┌────────

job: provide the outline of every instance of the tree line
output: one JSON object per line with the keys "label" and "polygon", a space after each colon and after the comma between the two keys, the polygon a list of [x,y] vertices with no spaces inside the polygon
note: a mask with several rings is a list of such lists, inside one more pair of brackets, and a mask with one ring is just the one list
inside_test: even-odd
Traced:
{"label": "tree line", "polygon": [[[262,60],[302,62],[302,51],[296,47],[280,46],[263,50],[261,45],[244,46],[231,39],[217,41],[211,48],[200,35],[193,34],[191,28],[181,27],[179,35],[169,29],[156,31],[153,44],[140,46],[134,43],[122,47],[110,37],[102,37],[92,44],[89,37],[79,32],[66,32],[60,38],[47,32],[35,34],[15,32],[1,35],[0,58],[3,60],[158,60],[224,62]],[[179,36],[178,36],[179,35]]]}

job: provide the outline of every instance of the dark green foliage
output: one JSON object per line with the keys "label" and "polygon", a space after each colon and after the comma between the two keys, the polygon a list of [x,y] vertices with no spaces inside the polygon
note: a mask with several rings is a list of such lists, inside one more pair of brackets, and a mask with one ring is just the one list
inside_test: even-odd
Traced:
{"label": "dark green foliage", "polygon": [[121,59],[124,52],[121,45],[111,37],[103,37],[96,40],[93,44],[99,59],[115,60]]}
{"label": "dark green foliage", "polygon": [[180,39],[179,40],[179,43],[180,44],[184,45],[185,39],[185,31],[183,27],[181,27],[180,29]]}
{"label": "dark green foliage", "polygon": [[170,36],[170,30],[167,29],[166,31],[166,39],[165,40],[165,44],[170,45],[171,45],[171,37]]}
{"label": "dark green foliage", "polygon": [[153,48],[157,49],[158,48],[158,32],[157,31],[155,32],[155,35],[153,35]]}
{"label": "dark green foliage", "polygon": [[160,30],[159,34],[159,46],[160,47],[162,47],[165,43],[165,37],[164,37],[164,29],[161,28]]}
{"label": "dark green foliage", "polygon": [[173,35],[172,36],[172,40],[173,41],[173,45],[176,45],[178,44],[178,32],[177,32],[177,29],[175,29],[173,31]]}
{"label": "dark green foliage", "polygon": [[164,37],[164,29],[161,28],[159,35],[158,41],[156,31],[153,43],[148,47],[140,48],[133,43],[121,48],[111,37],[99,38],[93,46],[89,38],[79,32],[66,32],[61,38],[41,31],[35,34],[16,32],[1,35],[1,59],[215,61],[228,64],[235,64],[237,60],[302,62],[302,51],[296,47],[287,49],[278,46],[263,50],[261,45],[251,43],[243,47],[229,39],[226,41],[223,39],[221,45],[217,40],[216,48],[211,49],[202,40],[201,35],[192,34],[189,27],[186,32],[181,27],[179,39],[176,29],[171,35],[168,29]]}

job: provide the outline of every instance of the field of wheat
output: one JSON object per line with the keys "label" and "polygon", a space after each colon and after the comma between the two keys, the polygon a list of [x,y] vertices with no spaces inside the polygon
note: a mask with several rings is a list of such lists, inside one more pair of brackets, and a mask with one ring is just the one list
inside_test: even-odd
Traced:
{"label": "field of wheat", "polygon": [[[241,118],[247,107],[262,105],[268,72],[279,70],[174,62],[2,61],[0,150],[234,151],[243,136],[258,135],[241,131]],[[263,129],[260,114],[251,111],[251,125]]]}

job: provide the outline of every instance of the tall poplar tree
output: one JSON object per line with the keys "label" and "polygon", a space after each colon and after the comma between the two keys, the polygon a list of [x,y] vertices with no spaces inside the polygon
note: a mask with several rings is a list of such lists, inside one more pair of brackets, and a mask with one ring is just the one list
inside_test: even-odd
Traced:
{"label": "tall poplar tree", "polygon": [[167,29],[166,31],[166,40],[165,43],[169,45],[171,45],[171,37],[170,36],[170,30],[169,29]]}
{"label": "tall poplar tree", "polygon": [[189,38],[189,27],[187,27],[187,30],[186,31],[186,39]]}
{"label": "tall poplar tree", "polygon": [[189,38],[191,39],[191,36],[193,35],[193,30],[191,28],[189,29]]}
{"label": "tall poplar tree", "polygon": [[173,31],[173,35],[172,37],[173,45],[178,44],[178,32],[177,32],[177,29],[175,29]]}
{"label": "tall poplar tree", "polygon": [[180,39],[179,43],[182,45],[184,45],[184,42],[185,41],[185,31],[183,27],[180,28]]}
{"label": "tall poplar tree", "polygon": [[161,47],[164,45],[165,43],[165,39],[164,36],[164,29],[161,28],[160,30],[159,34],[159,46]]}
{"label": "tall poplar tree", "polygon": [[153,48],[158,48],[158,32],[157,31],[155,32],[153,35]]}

└────────

What is being asked: Please put the lines of the listing into a numbered list, starting with the line that contains "job: provide the outline of every instance of the tall" and going on through the final line of the listing, leaving out any blank lines.

Result of the exercise:
1. job: provide the outline of every instance of the tall poplar tree
2. output: one JSON object per line with the keys "label" and "polygon", a space after each colon and after the comma between the two keys, the polygon a list of [x,y] vertices with no spaces inside the polygon
3. note: a mask with several rings is a list of such lists, inside one more pair of brackets, and a mask with one ring is just the one list
4. inside_test: even-odd
5. Traced:
6. {"label": "tall poplar tree", "polygon": [[167,29],[166,31],[166,40],[165,43],[169,45],[171,45],[171,37],[170,36],[170,30],[169,29]]}
7. {"label": "tall poplar tree", "polygon": [[189,38],[189,27],[187,27],[187,30],[186,31],[186,39]]}
8. {"label": "tall poplar tree", "polygon": [[189,38],[191,39],[191,36],[193,35],[193,30],[191,28],[189,29]]}
9. {"label": "tall poplar tree", "polygon": [[173,31],[173,35],[172,37],[173,45],[178,44],[178,32],[177,32],[177,29],[175,29]]}
10. {"label": "tall poplar tree", "polygon": [[180,39],[179,43],[182,45],[184,45],[184,42],[185,41],[185,31],[183,27],[180,28]]}
11. {"label": "tall poplar tree", "polygon": [[161,47],[164,45],[165,43],[165,39],[164,36],[164,29],[161,28],[160,30],[159,34],[159,46]]}
12. {"label": "tall poplar tree", "polygon": [[153,48],[158,48],[158,32],[157,31],[155,32],[153,35]]}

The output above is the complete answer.